Stored data entries

BEGIN

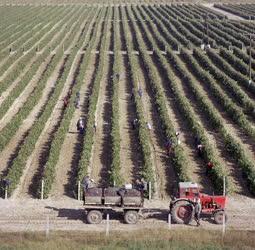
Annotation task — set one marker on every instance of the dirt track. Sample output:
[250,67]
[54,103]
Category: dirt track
[68,214]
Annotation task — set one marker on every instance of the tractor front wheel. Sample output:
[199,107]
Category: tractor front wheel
[182,212]
[219,216]
[94,217]
[131,217]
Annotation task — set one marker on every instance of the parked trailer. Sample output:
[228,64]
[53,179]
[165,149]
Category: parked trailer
[100,201]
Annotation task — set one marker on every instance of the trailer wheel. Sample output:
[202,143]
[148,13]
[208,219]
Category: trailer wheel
[131,217]
[182,212]
[94,217]
[218,217]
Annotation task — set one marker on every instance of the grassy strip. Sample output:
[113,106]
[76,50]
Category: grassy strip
[89,133]
[20,66]
[49,173]
[230,78]
[143,135]
[16,170]
[115,176]
[179,160]
[233,147]
[233,111]
[184,107]
[8,131]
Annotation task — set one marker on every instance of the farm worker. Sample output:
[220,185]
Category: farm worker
[140,92]
[199,146]
[197,210]
[77,100]
[209,167]
[135,123]
[69,93]
[139,185]
[145,184]
[66,102]
[86,183]
[200,150]
[121,192]
[197,140]
[80,126]
[95,126]
[177,134]
[149,126]
[168,146]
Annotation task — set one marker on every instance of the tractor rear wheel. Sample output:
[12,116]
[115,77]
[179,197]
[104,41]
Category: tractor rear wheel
[131,217]
[182,212]
[218,217]
[94,217]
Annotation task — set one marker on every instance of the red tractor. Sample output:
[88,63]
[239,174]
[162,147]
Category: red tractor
[182,208]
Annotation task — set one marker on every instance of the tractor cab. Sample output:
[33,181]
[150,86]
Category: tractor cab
[188,190]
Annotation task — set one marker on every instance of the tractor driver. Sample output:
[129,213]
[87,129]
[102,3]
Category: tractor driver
[197,210]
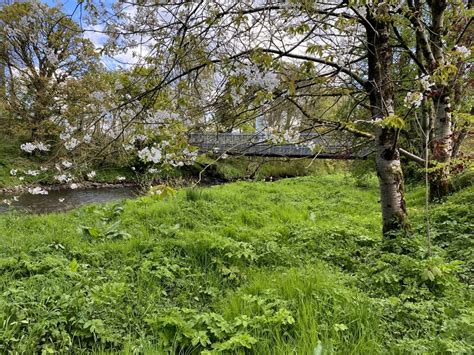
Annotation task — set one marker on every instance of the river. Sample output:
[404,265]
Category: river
[63,200]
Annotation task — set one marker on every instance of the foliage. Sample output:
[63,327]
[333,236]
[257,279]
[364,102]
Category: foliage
[295,266]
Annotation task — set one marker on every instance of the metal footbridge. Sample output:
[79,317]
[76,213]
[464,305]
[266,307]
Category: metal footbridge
[327,146]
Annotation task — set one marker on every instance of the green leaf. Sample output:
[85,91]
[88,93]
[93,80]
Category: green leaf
[392,121]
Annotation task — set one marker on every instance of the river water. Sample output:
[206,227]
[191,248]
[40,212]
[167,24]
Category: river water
[62,200]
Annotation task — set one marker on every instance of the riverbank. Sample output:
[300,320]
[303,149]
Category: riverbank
[264,268]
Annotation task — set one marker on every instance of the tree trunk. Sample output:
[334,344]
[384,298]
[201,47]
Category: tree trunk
[380,90]
[442,143]
[441,146]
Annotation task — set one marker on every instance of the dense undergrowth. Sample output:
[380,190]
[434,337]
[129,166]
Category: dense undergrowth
[294,266]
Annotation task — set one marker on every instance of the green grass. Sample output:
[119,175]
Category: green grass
[291,267]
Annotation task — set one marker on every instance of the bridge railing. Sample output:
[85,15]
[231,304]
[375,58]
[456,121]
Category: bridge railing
[257,144]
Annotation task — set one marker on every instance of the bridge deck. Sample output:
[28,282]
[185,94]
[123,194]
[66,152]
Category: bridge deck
[250,144]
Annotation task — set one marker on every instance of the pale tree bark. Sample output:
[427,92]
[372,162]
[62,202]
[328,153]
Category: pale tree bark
[380,89]
[442,143]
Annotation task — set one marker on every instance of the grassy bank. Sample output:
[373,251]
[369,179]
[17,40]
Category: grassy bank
[295,266]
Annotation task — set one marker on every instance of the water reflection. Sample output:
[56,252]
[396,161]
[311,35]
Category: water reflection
[62,200]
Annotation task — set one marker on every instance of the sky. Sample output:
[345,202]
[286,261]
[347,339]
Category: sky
[93,33]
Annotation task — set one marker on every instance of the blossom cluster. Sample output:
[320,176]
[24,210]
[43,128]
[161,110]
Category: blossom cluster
[30,147]
[267,80]
[413,99]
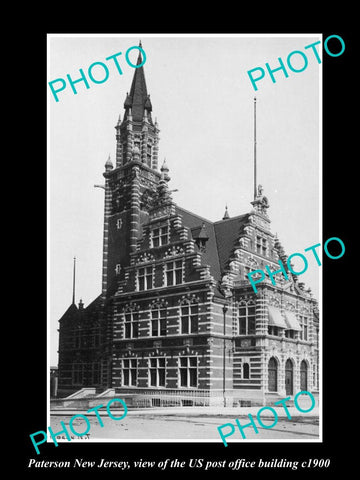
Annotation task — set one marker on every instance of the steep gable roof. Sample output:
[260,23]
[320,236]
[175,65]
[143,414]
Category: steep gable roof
[227,233]
[222,234]
[194,223]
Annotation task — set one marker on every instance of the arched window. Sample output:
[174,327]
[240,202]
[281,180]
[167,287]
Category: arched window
[272,375]
[303,376]
[247,317]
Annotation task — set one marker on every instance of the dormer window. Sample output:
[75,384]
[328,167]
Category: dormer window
[160,236]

END

• Exercise brief:
Please restate the data word for word, leaving out any picture it holds.

• Solution:
Annotation task — set one marker on every instance of the dirt track. Sample output:
[250,67]
[54,103]
Category: dirt track
[68,214]
Annotation task — set one marker on every instance of the tractor front wheel. Sample output:
[199,107]
Category: tractor front wheel
[182,212]
[219,216]
[94,217]
[131,217]
Annotation task — set one marker on every instance of the parked trailer. Sample output:
[228,64]
[53,179]
[165,149]
Category: parked trailer
[100,201]
Annotation task — set one marker on every instance of the trailer wheel. Sample output:
[202,143]
[148,13]
[208,219]
Category: trailer wheel
[131,217]
[182,212]
[94,217]
[218,217]
Annotation task — set one marker on every instance of the grassy strip. Sample output:
[113,106]
[76,50]
Category: grassy strip
[89,133]
[20,66]
[49,173]
[230,78]
[143,135]
[16,170]
[115,176]
[179,160]
[233,147]
[233,111]
[184,107]
[8,131]
Annotation task — set one marker on every instance of the farm worker. Sample output:
[220,185]
Category: farm worker
[140,92]
[199,146]
[197,210]
[77,100]
[209,167]
[135,123]
[69,93]
[139,185]
[145,184]
[66,102]
[86,183]
[200,150]
[121,192]
[197,140]
[80,126]
[95,126]
[177,134]
[149,126]
[168,146]
Annotation task — set one marker on every instance of the tractor rear wheel. Sample output:
[12,116]
[115,77]
[179,197]
[104,41]
Category: tractor rear wheel
[131,217]
[182,212]
[218,217]
[94,217]
Annotation task — set one marker on every instance of the red tractor. Sample output:
[88,63]
[239,174]
[162,147]
Category: red tractor
[182,208]
Annotation task — set one marker on every instance of the tractor cab. Sample output:
[33,181]
[150,86]
Category: tractor cab
[188,190]
Annotation task — set one marker on every instance of the tractor driver. Sample output:
[129,213]
[87,129]
[102,3]
Category: tractor driver
[197,210]
Annotation task — set one marker on every instance of the river. Sample output:
[404,265]
Category: river
[63,200]
Annotation task — set one marker on every instance of the foliage. Sample output:
[63,327]
[333,236]
[257,279]
[364,102]
Category: foliage
[295,266]
Annotation task — set one marker on every instance of the metal footbridge. Sample output:
[79,317]
[76,213]
[464,305]
[266,307]
Category: metal footbridge
[327,146]
Annotation task — set one marker on every instance of the green leaf. Sample output:
[85,91]
[88,93]
[93,80]
Category: green leaf
[392,121]
Annotation task — set one marker on every instance of the river water. Sample output:
[206,227]
[191,248]
[40,212]
[167,24]
Category: river water
[62,200]
Annotation task — set one marker on every instance of the riverbank. Sample output:
[300,320]
[303,149]
Category: riverbank
[264,268]
Annotation task — set one marker on every instance of the tree trunk. Sample output:
[334,344]
[384,298]
[201,47]
Category: tree trunk
[380,90]
[442,143]
[441,146]
Annotation task — set one marker on every instance of the dense undergrowth. Sample output:
[380,190]
[434,337]
[129,166]
Category: dense undergrowth
[294,266]
Annotation task — set one marker on every instance of the green grass. Sample output:
[119,175]
Category: green grass
[291,267]
Annotation task — set one marker on every instance of the bridge railing. Sample output:
[85,15]
[231,304]
[375,58]
[456,121]
Category: bridge railing
[257,144]
Annotation task — set one marker on every instance of the bridge deck. Sample output:
[28,282]
[185,94]
[123,194]
[66,152]
Category: bridge deck
[250,144]
Annotation task — set one marker on every instance of the pale tree bark. Sample output:
[427,92]
[372,162]
[62,202]
[328,153]
Category: pale tree bark
[380,89]
[442,143]
Annotation task — set one marker on every instance of the grassy bank. Sample output:
[373,251]
[369,179]
[17,40]
Category: grassy bank
[295,266]
Annotation task — set one marker on every instance of the water reflection. Sample output:
[56,252]
[396,161]
[311,35]
Category: water reflection
[62,200]
Annotation task — set one marker on every instance of the sky. Sample output:
[345,202]
[286,261]
[347,339]
Category: sky
[93,33]
Annotation task — set one marker on every instance of the blossom cluster. Sample output:
[320,176]
[24,210]
[43,128]
[161,110]
Category: blossom cluster
[30,147]
[267,80]
[413,99]
Annotation task — set one marker on every instance of the steep gable roof. Sample output:
[260,23]
[320,236]
[175,65]
[143,414]
Category: steep gable roof
[227,233]
[222,234]
[194,223]
Annotation task — set one marker on every instance of the arched window. Sample output:
[174,327]
[240,202]
[281,180]
[167,287]
Category: arched window
[272,375]
[303,376]
[247,317]
Annotation task — set one marker on every instance of the dormer window. Sample output:
[75,384]
[328,167]
Category: dormer window
[160,236]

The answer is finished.